Referring expression data
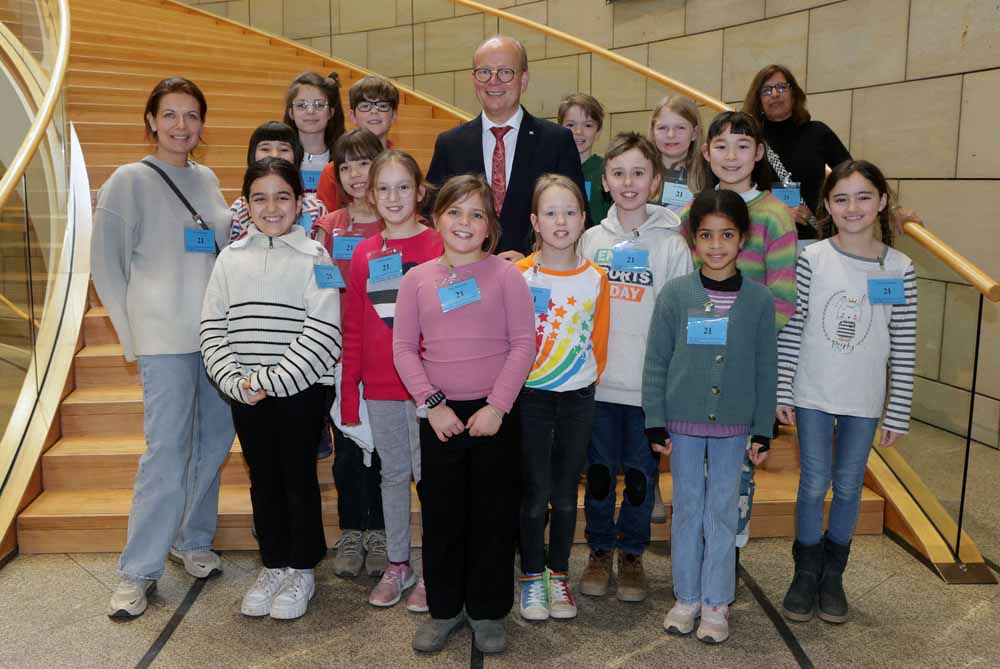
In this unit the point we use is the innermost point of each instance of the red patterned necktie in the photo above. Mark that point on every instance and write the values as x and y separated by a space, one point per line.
499 173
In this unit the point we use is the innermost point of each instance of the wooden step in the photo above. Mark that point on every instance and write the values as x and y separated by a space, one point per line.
95 520
102 410
87 462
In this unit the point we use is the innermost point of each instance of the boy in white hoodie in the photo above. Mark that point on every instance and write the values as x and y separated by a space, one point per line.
641 248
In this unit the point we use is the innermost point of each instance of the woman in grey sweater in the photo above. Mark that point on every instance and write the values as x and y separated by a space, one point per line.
152 254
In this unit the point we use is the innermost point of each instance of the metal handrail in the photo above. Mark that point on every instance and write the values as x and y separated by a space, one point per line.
979 279
41 123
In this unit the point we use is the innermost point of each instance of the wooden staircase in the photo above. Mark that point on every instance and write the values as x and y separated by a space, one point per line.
87 473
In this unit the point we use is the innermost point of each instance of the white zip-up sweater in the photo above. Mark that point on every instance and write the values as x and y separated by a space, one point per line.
264 318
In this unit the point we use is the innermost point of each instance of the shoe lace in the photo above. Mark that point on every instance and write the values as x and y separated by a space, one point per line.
559 589
374 542
349 544
534 591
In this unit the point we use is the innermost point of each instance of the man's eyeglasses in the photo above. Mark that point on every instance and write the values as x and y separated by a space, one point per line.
378 105
303 105
780 89
504 74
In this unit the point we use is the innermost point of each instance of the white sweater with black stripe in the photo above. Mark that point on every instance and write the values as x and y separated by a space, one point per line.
835 353
266 320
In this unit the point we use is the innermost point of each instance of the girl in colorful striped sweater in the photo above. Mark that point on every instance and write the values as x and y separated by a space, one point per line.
733 159
270 335
855 322
571 296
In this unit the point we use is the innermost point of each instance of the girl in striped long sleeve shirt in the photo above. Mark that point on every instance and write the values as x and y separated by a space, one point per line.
855 323
270 335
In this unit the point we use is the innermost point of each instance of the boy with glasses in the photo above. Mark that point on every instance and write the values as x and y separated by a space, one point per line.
373 101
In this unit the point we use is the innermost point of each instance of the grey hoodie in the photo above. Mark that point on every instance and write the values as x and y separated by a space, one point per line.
633 294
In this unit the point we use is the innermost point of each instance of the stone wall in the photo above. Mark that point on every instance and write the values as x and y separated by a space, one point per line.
912 85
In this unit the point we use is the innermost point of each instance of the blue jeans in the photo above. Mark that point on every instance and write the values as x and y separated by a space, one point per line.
189 431
825 456
619 441
705 517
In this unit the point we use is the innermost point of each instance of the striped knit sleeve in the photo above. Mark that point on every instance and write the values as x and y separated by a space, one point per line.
220 359
902 357
779 262
790 336
313 353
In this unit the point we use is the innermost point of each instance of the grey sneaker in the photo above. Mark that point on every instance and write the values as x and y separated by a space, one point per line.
350 554
490 635
129 598
434 632
200 564
377 560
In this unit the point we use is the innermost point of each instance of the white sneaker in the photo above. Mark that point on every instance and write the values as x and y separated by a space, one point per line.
714 627
293 599
129 598
200 564
681 618
257 601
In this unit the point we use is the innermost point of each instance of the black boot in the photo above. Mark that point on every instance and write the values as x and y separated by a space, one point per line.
800 600
832 599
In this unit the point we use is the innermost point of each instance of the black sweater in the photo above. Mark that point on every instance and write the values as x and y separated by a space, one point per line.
805 151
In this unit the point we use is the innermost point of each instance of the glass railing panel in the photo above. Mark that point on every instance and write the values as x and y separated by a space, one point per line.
932 457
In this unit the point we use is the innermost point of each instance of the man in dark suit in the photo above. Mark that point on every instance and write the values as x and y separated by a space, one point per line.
506 136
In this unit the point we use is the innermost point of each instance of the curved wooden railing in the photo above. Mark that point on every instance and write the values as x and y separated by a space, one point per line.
36 132
979 279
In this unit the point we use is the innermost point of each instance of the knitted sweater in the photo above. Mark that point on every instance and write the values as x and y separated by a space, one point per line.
266 320
572 333
833 354
768 256
151 286
370 308
732 384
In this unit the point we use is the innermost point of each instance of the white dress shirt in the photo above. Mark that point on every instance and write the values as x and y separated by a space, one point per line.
509 141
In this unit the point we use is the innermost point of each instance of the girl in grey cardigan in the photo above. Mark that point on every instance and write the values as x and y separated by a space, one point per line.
151 260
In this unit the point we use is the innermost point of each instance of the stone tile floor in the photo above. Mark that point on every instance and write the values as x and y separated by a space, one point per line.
903 615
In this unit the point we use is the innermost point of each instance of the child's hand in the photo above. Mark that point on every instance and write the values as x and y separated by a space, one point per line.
485 422
757 457
664 448
785 414
444 421
250 397
888 439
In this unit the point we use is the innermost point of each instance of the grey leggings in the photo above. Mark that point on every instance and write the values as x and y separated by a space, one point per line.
396 434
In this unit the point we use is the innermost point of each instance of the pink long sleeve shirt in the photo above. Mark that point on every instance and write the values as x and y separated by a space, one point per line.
483 349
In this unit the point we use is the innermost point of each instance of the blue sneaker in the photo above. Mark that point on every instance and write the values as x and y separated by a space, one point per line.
534 597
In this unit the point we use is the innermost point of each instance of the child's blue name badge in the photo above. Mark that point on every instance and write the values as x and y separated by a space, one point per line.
305 220
888 290
788 193
541 296
310 179
629 258
343 247
676 194
385 266
328 276
197 240
455 295
707 329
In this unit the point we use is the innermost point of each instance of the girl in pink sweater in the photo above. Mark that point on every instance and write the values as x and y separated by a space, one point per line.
463 341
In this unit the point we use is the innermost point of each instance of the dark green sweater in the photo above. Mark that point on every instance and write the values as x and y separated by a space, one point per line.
680 380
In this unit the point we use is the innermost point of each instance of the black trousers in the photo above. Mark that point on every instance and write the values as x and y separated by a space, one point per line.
556 429
469 499
279 436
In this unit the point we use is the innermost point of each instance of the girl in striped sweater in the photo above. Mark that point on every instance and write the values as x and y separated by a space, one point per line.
733 159
270 335
855 322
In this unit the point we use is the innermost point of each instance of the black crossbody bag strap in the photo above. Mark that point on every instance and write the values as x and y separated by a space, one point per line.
180 196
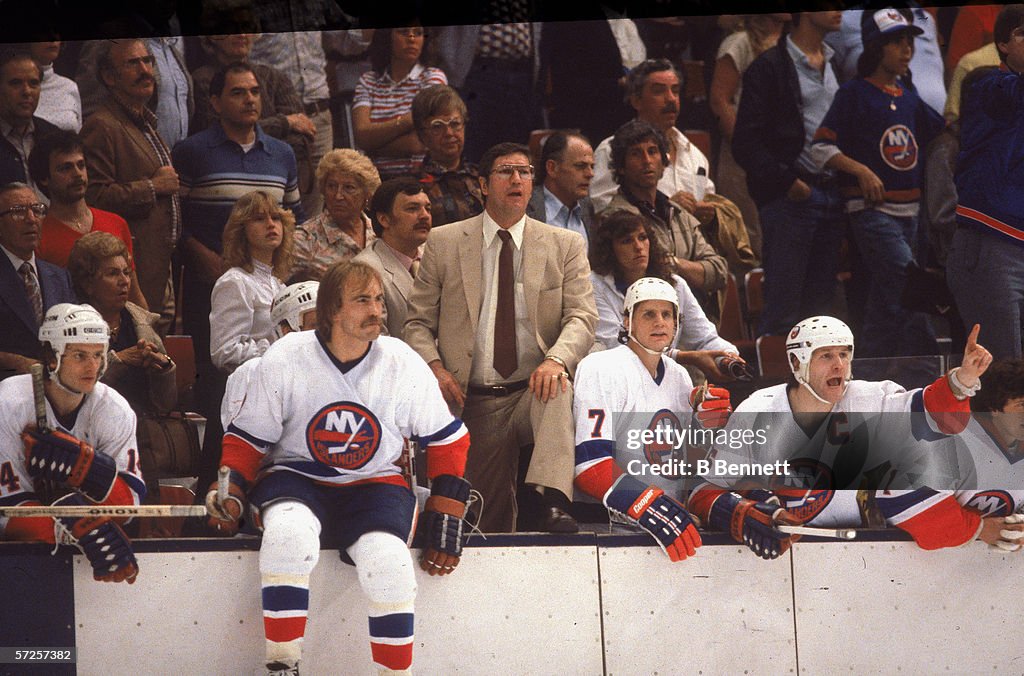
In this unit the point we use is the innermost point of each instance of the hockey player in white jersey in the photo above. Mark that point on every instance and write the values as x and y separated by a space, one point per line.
313 450
86 453
635 388
840 450
294 308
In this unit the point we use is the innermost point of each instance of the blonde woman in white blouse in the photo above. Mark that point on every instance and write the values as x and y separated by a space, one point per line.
258 247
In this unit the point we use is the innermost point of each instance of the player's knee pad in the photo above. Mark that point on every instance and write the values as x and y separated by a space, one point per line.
291 539
385 567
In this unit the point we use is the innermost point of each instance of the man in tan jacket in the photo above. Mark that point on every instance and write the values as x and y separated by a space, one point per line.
503 310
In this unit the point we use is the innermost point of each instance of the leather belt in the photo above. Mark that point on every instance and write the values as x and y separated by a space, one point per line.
499 390
316 107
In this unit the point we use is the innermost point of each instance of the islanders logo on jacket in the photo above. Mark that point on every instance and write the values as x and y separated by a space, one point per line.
898 148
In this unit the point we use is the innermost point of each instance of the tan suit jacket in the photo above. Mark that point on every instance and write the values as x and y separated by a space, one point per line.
121 162
397 284
446 295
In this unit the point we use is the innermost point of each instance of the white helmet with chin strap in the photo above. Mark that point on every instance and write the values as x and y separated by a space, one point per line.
66 324
647 288
808 336
291 303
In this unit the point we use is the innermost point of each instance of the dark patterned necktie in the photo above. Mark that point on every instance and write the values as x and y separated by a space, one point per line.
506 360
32 288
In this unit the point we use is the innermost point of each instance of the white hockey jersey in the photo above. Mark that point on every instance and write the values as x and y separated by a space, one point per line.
309 417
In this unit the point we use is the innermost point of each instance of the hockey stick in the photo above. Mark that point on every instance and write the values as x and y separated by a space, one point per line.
105 510
39 396
839 534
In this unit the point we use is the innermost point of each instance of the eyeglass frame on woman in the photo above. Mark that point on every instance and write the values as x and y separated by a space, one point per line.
20 211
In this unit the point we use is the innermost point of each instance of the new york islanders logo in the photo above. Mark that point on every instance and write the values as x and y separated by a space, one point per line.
898 148
992 503
343 434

### [Task instructions]
Print the line containing "of the eyeglass", then every line after it through the last line of the records, each exactly as written; nothing else belongs in the answer.

### [Solution for this task]
In this unit the point we use is the innermost point of each instance of the eyeglass frame on woman in the photo above. Mark that point on every instance and write the values as x and y separated by a space, one point per line.
20 211
In this unit the point we use is the innermost point of each instance of the new york islanders logo in the photo above. Mark that point on every instance and write the values as x and y separated by a space, one point per line.
898 148
992 503
343 434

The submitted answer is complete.